Londra, 1956. Colin Clark, figlio minore di Sir Kenneth Clark, eminente storico d’arte dell’epoca, decide, subito dopo la laurea, di intraprendere la carriera cinematografica.
Grazie alla sua cieca ostinazione e alle influenti conoscenze di famiglia, il ventitreenne Clark (Eddie Redmayne) riesce a farsi assumere come terzo assistente alla regia del film “Il principe e la ballerina”: lavorerà così come tuttofare accanto al grande attore e regista Laurence Olivier (Kenneth Branagh), imparando con applicazione ed entusiasmo i meccanismi del “dietro le quinte” cinematografico, occupandosi dei tanti piccoli dettagli di contorno al set; entrerà poi in confidenza con la moglie dell’epoca di Olivier, Vivian Leigh, che gli affiderà il monitoraggio del marito; instaurerà una tenera storia d’amore con una costumista (Emma Watson).
Ma il ruolo e l’atteggiamento di Colin muteranno rapidamente con l’arrivo di Marilyn Monroe sul set, che travolgerà lui e l’intera troupe come una tempesta improvvisa: Marilyn si dimostrerà ben presto incapace di seguire il rigore e il ritmo imposti dai cineasti inglesi, presentandosi spesso in ritardo e in pessime condizioni, accusando gravemente giudizi e pregiudizi di colleghi che la osservano con diffidenza tipicamente anglosassone.
Clark è giovane, generoso, malleabile, ma anche innocente e sensibile agli occhi di Marilyn, che sente di potersi fidare di lui e a lui si affida alla partenza del marito Arthur Miller, in cerca di tranquillità e d’ispirazione negli Stati Uniti; Marilyn gioca con Clark e i suoi occhi stralunati, trova spensieratezza al suo fianco, si alleggerisce di quel male connaturato al personaggio che incarna, e ricorda e dimentica, e c’è e non c’è, come una brezza primaverile che corre tenue e invisibile a solleticare l’erba.

## Consegne dell'esercizio
A) Trascrivi fedelmente la parte del brano su Colin Clark che si apre con le parole contenenti "Londra, 1956. Colin" e si chiude con "la carriera cinematografica.".
B) Riassumi in due frasi il brano su Colin Clark.
C) Secondo il brano su Colin Clark, quale compito gli affida Vivian Leigh?
Si utilizzi soltanto il brano riportato sopra.

Voci del dataset archiviate

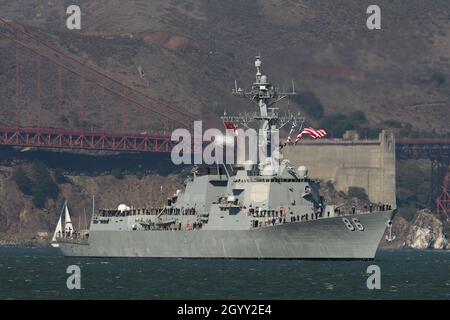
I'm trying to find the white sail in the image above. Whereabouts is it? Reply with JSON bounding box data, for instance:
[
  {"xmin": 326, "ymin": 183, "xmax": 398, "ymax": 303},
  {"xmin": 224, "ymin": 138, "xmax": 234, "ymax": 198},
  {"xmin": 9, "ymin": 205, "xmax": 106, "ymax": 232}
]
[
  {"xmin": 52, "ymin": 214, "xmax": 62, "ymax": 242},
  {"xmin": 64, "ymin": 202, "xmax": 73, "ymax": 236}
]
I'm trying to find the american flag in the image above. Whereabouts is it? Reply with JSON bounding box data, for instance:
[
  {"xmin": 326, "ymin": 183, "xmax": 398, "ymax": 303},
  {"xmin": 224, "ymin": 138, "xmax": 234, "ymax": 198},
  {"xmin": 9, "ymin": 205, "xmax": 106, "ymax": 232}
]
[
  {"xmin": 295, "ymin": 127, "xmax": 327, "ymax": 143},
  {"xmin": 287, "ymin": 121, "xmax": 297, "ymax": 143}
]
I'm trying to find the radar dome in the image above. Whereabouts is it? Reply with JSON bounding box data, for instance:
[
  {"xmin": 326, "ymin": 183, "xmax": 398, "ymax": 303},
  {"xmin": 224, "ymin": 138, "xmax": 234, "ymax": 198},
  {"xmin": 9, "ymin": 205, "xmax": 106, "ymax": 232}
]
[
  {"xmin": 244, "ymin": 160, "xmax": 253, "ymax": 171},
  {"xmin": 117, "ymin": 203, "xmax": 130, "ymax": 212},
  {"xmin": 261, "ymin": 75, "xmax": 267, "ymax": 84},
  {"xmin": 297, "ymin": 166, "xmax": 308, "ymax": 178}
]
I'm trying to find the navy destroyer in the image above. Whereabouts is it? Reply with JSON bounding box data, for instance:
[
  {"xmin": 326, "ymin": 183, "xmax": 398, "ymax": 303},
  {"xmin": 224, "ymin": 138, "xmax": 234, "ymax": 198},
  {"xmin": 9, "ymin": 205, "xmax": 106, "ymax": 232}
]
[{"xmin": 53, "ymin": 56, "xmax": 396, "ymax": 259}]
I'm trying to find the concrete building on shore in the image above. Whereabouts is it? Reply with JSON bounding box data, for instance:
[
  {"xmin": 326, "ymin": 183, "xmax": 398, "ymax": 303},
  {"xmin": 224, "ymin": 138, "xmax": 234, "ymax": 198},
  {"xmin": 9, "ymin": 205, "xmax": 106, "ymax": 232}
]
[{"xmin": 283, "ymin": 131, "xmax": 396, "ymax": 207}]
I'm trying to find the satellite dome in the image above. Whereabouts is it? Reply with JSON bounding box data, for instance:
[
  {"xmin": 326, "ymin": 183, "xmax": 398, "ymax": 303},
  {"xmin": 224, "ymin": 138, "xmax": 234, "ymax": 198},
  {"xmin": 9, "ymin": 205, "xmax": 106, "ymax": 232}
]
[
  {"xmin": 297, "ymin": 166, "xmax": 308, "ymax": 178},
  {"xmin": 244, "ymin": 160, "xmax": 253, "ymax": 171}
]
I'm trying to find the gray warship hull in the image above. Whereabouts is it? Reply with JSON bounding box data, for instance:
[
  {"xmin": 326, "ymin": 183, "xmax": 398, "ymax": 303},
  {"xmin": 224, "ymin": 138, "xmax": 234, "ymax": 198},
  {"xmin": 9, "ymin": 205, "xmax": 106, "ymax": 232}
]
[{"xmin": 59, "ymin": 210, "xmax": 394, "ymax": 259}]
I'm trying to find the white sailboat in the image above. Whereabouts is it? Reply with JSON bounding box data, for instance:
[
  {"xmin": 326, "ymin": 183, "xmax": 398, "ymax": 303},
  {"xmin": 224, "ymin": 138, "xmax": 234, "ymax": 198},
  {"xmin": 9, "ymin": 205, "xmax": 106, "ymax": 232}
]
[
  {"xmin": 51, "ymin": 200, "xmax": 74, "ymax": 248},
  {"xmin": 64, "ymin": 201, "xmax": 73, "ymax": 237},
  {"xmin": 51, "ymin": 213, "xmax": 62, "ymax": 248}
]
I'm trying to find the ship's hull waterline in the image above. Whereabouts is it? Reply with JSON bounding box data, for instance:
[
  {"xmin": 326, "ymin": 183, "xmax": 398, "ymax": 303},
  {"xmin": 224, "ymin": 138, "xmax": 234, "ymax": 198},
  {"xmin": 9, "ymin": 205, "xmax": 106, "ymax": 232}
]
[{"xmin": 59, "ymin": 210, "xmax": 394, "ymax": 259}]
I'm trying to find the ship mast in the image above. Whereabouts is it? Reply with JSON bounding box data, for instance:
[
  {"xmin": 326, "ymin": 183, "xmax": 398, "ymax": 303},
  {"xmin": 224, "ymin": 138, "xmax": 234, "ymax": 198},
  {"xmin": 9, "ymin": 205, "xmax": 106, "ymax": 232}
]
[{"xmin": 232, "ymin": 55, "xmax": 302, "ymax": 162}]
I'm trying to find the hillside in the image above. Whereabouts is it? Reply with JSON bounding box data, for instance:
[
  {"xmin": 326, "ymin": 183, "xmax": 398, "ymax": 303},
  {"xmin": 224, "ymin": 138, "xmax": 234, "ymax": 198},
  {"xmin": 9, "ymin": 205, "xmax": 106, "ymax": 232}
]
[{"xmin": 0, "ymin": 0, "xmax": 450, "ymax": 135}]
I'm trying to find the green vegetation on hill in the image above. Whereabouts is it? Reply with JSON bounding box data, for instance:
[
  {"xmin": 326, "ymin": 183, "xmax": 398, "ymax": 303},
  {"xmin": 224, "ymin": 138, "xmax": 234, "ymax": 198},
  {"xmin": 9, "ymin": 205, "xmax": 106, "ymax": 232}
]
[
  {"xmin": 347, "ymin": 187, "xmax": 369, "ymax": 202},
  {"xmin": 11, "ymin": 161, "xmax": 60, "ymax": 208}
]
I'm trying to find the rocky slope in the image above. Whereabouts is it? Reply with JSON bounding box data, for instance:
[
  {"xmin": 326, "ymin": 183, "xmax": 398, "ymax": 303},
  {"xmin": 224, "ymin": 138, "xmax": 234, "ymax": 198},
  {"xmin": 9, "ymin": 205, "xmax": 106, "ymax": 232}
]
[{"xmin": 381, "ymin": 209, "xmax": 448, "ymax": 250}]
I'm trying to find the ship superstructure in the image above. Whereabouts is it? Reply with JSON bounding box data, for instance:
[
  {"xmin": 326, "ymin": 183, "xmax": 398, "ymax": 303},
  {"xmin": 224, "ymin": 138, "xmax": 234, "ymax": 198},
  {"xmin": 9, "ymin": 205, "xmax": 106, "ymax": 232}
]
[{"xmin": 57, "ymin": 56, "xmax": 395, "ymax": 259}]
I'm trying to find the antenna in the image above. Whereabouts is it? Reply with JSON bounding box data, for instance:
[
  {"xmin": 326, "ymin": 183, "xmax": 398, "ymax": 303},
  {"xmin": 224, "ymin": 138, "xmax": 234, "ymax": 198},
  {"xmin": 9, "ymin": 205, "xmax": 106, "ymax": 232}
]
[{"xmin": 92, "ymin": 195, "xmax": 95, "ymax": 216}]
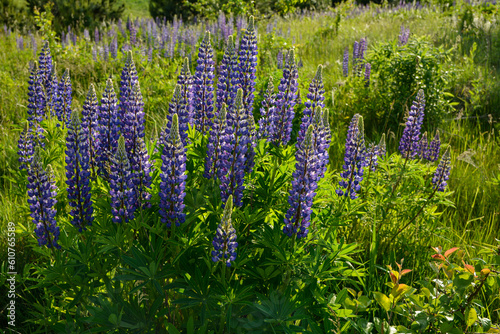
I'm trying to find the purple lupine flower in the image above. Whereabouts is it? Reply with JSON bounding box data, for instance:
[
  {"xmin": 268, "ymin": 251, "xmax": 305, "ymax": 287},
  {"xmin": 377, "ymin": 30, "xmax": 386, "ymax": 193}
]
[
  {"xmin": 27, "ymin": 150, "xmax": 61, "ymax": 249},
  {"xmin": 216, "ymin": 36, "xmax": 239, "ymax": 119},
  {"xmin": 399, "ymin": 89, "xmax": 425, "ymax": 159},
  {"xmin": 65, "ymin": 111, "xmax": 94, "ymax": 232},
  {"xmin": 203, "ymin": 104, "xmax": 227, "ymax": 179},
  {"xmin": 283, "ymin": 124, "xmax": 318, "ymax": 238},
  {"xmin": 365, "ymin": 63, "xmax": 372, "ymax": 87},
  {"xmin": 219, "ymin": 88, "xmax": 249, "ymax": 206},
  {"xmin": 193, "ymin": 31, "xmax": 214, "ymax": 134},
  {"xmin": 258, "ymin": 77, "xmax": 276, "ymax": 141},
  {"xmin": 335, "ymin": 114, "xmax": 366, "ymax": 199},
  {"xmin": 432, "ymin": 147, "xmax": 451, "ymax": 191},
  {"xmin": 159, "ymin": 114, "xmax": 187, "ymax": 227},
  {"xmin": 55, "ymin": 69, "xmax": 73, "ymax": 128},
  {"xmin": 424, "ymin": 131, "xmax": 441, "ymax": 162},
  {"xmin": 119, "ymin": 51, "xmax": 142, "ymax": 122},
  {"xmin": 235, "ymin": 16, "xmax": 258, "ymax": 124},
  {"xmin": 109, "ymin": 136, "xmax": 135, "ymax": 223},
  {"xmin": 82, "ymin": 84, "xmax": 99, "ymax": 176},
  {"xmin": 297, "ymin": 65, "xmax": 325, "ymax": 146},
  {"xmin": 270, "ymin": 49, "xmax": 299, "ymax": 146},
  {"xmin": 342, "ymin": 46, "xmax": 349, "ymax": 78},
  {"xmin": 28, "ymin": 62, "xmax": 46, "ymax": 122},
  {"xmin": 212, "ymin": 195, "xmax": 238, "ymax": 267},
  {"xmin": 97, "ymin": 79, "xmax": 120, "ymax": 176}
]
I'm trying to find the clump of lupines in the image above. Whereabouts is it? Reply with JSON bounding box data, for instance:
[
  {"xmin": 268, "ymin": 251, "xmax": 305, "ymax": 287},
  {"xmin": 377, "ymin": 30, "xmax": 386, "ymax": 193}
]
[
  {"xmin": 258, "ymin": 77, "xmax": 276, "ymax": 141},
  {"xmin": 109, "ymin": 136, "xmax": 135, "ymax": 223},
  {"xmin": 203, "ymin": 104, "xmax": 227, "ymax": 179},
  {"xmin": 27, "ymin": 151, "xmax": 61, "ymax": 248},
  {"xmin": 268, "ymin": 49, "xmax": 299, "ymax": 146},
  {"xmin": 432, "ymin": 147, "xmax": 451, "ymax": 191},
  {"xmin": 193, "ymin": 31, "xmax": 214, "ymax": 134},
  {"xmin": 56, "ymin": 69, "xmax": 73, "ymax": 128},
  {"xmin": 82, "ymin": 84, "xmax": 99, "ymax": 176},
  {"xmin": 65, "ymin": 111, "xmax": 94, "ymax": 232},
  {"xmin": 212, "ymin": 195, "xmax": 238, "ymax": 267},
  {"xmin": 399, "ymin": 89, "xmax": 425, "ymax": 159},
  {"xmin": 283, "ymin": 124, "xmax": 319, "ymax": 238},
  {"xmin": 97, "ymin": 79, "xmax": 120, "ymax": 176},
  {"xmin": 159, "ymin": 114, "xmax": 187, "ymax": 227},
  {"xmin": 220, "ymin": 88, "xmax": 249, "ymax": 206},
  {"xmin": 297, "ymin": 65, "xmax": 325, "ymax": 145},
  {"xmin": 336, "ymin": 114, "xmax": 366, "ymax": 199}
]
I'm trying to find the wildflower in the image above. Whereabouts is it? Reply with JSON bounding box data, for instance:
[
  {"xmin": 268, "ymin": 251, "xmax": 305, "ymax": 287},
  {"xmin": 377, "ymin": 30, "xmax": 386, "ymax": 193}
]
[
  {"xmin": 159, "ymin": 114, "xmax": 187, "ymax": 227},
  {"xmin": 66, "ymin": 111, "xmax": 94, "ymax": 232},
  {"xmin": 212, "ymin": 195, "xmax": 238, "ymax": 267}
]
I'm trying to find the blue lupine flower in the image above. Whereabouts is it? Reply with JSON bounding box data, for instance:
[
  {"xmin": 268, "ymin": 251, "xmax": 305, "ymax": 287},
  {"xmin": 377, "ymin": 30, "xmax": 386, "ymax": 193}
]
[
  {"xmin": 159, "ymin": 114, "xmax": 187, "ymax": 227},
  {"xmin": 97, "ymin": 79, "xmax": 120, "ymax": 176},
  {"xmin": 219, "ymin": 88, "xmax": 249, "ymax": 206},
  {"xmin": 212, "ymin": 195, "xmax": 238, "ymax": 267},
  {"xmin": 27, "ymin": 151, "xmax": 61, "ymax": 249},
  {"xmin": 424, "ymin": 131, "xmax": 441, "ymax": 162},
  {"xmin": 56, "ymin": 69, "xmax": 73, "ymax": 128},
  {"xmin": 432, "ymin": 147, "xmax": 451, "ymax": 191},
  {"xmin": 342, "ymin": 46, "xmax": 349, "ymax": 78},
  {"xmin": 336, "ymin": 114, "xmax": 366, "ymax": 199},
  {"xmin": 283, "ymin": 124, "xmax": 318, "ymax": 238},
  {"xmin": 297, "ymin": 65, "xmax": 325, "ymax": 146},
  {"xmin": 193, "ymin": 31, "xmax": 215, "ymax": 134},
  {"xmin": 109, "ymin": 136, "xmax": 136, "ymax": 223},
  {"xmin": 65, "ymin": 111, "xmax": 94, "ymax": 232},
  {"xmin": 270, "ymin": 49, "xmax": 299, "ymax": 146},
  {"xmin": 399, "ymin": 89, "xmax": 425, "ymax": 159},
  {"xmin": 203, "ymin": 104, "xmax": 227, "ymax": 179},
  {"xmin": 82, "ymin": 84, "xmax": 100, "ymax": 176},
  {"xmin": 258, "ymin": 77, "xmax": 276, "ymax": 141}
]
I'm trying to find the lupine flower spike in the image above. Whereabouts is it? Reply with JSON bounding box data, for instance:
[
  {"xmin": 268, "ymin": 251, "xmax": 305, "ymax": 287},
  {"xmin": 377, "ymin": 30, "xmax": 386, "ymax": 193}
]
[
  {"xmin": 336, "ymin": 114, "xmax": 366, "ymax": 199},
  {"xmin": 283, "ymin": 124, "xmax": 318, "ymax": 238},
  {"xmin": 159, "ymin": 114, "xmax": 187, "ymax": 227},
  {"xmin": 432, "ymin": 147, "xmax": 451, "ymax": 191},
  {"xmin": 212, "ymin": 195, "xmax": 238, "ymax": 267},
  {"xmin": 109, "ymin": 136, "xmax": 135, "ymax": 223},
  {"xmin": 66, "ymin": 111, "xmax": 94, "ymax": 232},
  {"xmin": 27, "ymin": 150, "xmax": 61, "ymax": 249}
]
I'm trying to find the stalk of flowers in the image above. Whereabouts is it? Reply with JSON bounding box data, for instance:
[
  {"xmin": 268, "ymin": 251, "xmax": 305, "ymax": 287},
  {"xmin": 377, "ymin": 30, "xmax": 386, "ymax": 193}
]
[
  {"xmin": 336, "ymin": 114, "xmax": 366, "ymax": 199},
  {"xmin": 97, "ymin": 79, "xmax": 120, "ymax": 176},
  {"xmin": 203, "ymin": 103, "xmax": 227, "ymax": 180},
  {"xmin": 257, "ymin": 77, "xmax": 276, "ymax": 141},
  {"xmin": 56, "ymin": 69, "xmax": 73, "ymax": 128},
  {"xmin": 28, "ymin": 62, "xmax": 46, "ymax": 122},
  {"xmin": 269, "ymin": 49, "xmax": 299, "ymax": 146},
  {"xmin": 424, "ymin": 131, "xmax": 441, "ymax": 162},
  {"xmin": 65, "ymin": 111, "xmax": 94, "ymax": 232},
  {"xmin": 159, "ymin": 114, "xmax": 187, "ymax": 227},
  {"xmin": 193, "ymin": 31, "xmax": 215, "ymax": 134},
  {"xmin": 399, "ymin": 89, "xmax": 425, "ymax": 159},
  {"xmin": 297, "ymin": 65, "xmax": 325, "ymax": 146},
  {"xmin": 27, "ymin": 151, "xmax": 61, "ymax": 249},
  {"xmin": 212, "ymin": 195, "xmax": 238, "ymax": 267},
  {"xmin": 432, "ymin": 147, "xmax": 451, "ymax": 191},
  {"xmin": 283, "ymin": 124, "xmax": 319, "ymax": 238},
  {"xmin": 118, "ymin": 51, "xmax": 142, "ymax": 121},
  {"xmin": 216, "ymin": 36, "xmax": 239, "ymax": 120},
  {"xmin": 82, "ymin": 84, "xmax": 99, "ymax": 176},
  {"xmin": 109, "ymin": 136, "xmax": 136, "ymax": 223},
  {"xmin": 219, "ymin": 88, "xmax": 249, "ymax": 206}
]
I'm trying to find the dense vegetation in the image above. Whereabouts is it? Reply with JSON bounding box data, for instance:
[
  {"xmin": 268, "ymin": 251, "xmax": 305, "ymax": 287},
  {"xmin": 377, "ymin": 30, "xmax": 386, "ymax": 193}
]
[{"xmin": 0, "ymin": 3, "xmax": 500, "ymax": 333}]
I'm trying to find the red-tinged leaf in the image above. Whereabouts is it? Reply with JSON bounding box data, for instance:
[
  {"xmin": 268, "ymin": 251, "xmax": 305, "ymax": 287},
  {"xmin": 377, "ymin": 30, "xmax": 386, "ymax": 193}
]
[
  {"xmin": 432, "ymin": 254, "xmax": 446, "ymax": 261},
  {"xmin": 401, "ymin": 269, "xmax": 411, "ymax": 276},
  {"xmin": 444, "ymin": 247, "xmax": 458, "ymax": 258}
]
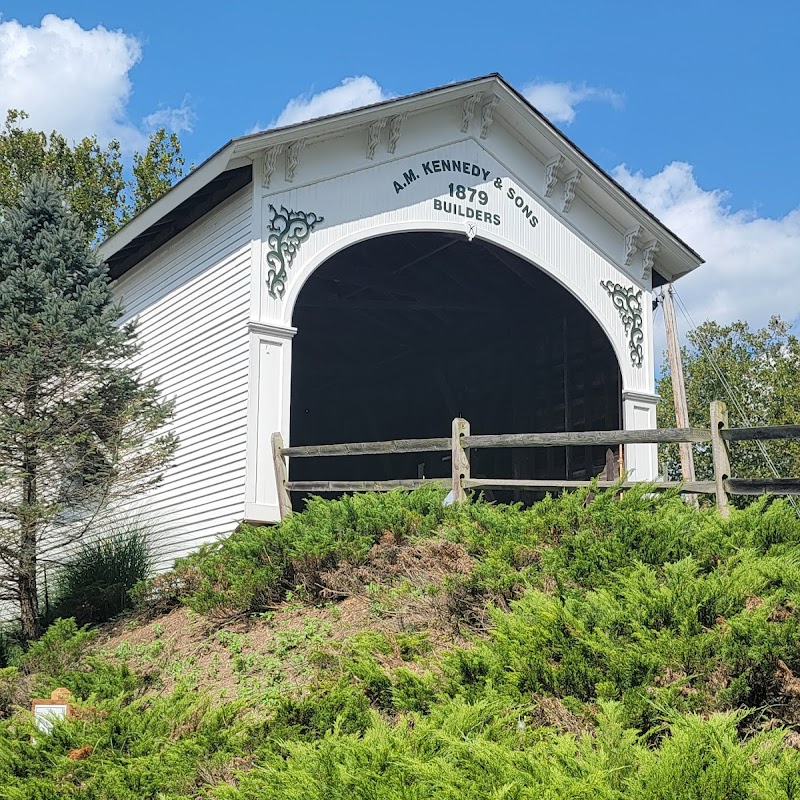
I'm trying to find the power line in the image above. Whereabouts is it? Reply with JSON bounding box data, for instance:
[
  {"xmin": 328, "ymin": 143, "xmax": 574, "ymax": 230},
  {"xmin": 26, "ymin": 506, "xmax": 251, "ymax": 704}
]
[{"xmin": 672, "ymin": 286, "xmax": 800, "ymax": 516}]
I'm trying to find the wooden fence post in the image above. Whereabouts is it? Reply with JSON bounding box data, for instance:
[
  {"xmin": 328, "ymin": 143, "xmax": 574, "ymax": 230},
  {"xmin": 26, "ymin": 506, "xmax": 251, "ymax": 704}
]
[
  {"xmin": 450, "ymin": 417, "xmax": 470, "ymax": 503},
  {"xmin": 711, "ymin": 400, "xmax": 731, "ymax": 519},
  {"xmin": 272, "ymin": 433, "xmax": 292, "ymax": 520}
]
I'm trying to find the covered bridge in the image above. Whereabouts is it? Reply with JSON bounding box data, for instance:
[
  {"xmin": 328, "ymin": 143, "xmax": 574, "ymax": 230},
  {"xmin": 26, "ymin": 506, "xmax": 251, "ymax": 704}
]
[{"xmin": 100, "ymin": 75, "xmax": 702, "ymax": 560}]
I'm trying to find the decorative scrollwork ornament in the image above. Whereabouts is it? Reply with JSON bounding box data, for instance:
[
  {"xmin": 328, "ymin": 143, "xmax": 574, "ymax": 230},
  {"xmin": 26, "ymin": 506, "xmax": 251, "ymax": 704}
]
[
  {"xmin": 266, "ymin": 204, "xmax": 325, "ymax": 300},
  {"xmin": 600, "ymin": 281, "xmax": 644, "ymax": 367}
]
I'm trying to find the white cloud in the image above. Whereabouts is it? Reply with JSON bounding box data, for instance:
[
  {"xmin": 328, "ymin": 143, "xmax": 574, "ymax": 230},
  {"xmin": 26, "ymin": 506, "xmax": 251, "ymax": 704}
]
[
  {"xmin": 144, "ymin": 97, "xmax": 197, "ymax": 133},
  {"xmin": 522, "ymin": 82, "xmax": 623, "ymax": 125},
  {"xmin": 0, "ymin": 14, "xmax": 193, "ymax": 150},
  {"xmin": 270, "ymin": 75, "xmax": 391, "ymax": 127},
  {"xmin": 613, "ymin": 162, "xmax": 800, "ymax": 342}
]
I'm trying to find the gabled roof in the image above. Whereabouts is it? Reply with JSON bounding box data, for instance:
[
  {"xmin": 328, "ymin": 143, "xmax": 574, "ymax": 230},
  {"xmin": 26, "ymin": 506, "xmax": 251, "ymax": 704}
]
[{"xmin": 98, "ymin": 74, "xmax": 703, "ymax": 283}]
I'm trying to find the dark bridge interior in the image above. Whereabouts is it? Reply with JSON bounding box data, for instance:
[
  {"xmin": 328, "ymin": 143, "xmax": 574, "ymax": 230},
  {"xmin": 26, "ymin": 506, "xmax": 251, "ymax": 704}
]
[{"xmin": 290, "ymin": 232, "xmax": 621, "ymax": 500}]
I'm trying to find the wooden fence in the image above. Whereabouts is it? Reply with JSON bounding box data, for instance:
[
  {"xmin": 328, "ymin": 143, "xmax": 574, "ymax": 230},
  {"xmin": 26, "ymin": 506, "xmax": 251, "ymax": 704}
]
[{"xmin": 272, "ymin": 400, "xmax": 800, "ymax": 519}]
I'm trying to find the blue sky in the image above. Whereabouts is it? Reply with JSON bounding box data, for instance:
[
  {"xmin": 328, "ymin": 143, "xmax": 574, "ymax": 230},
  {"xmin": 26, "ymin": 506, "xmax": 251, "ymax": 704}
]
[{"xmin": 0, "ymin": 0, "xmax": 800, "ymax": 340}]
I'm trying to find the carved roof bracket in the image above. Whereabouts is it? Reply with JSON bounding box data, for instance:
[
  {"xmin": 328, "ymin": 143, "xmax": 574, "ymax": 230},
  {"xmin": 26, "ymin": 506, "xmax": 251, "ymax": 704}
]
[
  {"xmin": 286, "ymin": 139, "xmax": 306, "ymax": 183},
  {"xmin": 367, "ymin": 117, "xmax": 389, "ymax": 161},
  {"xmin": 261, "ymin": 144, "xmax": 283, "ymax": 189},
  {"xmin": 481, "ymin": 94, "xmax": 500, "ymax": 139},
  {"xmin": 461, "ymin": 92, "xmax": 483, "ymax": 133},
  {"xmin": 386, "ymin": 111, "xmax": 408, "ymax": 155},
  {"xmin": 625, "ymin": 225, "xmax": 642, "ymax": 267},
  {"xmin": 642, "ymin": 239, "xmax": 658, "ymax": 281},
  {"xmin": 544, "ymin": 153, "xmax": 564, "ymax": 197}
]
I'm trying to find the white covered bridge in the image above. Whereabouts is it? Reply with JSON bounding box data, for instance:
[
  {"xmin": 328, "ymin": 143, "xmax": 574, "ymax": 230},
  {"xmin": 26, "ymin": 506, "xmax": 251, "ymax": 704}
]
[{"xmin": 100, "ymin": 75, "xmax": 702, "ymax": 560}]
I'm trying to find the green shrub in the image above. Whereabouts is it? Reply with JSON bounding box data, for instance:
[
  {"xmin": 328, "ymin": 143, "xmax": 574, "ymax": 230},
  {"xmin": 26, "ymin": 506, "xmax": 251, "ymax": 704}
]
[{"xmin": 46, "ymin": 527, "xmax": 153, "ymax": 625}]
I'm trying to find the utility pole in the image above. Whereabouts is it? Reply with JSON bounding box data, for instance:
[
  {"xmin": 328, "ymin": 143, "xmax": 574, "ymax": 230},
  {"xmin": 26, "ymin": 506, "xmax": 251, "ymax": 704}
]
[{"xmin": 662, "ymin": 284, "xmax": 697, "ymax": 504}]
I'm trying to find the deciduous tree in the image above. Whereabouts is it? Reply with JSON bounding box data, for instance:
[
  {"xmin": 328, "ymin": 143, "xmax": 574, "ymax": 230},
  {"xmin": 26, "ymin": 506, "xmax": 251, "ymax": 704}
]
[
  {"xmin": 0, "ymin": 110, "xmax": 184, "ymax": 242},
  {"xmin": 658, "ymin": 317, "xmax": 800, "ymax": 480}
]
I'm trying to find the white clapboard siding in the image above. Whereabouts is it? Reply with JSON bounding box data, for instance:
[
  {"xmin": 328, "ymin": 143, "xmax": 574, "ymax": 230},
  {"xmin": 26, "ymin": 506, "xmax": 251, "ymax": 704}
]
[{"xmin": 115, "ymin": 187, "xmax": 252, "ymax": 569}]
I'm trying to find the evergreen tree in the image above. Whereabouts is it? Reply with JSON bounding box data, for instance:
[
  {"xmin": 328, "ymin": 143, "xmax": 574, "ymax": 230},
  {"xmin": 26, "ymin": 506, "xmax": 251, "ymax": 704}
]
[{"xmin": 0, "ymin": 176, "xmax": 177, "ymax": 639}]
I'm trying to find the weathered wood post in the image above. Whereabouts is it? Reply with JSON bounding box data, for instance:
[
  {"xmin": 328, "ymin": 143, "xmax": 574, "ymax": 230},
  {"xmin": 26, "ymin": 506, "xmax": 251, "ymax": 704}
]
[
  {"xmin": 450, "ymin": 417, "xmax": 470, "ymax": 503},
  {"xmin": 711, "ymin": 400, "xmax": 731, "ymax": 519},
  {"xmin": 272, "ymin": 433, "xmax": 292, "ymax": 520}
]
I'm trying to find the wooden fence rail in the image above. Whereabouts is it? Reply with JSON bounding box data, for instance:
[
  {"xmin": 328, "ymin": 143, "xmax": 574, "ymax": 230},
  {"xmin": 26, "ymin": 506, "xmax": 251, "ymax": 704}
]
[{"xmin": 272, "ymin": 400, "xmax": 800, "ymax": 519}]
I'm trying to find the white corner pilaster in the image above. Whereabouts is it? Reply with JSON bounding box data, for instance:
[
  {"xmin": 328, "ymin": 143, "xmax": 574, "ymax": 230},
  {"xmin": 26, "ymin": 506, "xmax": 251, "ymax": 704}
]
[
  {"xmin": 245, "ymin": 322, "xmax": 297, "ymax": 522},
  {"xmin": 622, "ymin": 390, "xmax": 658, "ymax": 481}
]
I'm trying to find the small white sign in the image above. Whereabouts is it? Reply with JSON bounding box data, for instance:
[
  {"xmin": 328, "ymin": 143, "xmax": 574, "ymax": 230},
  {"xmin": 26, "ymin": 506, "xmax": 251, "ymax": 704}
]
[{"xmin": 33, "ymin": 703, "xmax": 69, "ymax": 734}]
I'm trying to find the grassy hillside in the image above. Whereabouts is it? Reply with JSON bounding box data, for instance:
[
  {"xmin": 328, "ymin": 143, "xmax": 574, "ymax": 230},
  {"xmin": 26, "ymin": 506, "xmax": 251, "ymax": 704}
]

## Soluzioni in ordine
A)
Londra, 1956. Colin Clark, figlio minore di Sir Kenneth Clark, eminente storico d’arte dell’epoca, decide, subito dopo la laurea, di intraprendere la carriera cinematografica.

B) Nel 1956 il giovane Colin Clark, appena laureato, grazie alla sua ostinazione e alle conoscenze di famiglia riesce a farsi assumere come terzo assistente alla regia del film "Il principe e la ballerina", lavorando accanto a Laurence Olivier. Con l'arrivo sul set di Marilyn Monroe, incapace di seguire il rigore dei cineasti inglesi, il suo ruolo cambia: dopo la partenza del marito Arthur Miller, Marilyn si affida a lui e trova spensieratezza al suo fianco.

C) Il monitoraggio del marito, Laurence Olivier.